## Source document
AI lesson plan generator — user workflow with conditional branching Flowchart showing the full user path including a conditional branch for curriculum-driven programs, which bypass standard selection steps, retrieve content from a program outline, and rejoin the main flow at lesson notes input. SELECTION GENERATION Program selection Curriculum-driven program? No Yes Sub-program selection if applicable Level selection if applicable Week selection if applicable Week selection 1 selection only Outline reference content retrieved Content summary instructor reviews Lesson notes input voice-to-text or typed Input confirmation required gate before generation Template routing + global formatting applied Lesson plan generation structure locked, no drift Formatted document output ready for cloud storage Selection phase Generation phase Output Conditional logic Hover any step for details

Branching Logic: Different program types follow distinct paths through the system, each converging at a shared generation pipeline.

Scalable Placeholders: The system generates clearly labeled image and video placeholders — keeping output lightweight and easy to customize.

Confirmation Step: The user must provide approval before the generation process to begin.

Testing and Feedback

Development was iterative from the start. Working closely with the program director throughout the build, early sessions surfaced structural decisions that shaped the entire system. What started as prompt refinement quickly became architecture refinement — each round of testing revealed something about how the system needed to be structured, not just what it needed to say.

## Activity
Copy the lesson plan generator text above word for word, in full.

## Data under study
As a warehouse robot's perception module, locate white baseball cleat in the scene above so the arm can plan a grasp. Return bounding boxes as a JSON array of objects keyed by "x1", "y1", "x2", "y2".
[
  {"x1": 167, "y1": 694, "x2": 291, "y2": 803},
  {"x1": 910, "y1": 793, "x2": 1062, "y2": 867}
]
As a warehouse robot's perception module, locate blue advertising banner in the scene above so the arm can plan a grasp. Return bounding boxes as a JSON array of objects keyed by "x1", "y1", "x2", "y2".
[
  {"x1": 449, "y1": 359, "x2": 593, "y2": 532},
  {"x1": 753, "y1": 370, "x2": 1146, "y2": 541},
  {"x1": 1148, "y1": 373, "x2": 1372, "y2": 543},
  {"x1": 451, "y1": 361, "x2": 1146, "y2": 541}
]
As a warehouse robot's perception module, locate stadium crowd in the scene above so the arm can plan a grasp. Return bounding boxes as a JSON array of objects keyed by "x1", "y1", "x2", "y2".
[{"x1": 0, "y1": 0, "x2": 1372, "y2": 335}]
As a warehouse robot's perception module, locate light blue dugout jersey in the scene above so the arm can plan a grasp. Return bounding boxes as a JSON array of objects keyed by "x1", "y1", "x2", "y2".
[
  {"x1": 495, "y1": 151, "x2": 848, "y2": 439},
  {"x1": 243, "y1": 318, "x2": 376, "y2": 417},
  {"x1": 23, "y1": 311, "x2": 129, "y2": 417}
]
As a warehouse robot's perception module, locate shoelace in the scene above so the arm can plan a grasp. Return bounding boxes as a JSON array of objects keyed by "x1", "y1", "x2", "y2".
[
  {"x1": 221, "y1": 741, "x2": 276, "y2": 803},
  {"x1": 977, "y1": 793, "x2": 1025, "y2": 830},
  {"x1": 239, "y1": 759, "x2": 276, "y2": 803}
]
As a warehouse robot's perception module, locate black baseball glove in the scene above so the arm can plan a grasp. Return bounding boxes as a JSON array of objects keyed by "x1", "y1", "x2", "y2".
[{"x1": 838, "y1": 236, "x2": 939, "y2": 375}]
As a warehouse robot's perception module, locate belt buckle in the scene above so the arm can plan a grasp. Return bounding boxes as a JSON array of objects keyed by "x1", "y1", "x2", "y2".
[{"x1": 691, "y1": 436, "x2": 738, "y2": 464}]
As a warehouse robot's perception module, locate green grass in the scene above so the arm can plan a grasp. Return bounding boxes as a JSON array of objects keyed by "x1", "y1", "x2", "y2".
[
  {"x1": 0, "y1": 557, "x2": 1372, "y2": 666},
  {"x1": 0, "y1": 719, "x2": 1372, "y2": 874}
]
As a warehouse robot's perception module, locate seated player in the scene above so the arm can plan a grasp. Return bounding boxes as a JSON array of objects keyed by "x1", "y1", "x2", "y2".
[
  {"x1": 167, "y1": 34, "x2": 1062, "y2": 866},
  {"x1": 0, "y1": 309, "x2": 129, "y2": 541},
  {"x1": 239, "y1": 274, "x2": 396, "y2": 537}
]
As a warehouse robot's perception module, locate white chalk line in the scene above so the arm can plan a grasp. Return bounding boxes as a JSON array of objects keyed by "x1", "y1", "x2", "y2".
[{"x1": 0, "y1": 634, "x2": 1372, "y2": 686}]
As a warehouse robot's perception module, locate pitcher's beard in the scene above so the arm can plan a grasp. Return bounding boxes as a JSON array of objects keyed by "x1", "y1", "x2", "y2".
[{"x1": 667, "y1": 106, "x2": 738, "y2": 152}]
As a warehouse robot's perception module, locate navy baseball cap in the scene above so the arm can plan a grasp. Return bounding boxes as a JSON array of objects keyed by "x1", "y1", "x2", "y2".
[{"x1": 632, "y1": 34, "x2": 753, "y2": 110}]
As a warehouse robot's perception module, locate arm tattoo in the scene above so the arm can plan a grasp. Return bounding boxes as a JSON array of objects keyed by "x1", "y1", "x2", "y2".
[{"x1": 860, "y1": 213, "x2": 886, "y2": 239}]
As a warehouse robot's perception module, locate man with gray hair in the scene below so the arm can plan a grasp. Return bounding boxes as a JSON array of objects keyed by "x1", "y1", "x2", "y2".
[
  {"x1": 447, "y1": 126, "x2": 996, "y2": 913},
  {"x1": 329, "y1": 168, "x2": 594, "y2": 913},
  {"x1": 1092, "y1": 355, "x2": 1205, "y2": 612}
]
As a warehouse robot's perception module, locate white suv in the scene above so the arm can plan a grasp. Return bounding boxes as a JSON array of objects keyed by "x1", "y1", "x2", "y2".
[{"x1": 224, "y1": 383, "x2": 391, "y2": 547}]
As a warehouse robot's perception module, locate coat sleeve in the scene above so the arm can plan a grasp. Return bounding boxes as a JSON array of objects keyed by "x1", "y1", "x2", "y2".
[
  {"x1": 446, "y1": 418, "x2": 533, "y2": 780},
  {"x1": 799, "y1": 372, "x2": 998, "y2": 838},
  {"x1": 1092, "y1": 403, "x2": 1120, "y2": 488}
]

## Solution for this task
AI lesson plan generator — user workflow with conditional branching Flowchart showing the full user path including a conditional branch for curriculum-driven programs, which bypass standard selection steps, retrieve content from a program outline, and rejoin the main flow at lesson notes input. SELECTION GENERATION Program selection Curriculum-driven program? No Yes Sub-program selection if applicable Level selection if applicable Week selection if applicable Week selection 1 selection only Outline reference content retrieved Content summary instructor reviews Lesson notes input voice-to-text or typed Input confirmation required gate before generation Template routing + global formatting applied Lesson plan generation structure locked, no drift Formatted document output ready for cloud storage Selection phase Generation phase Output Conditional logic Hover any step for details

Branching Logic: Different program types follow distinct paths through the system, each converging at a shared generation pipeline.

Scalable Placeholders: The system generates clearly labeled image and video placeholders — keeping output lightweight and easy to customize.

Confirmation Step: The user must provide approval before the generation process to begin.

Testing and Feedback

Development was iterative from the start. Working closely with the program director throughout the build, early sessions surfaced structural decisions that shaped the entire system. What started as prompt refinement quickly became architecture refinement — each round of testing revealed something about how the system needed to be structured, not just what it needed to say.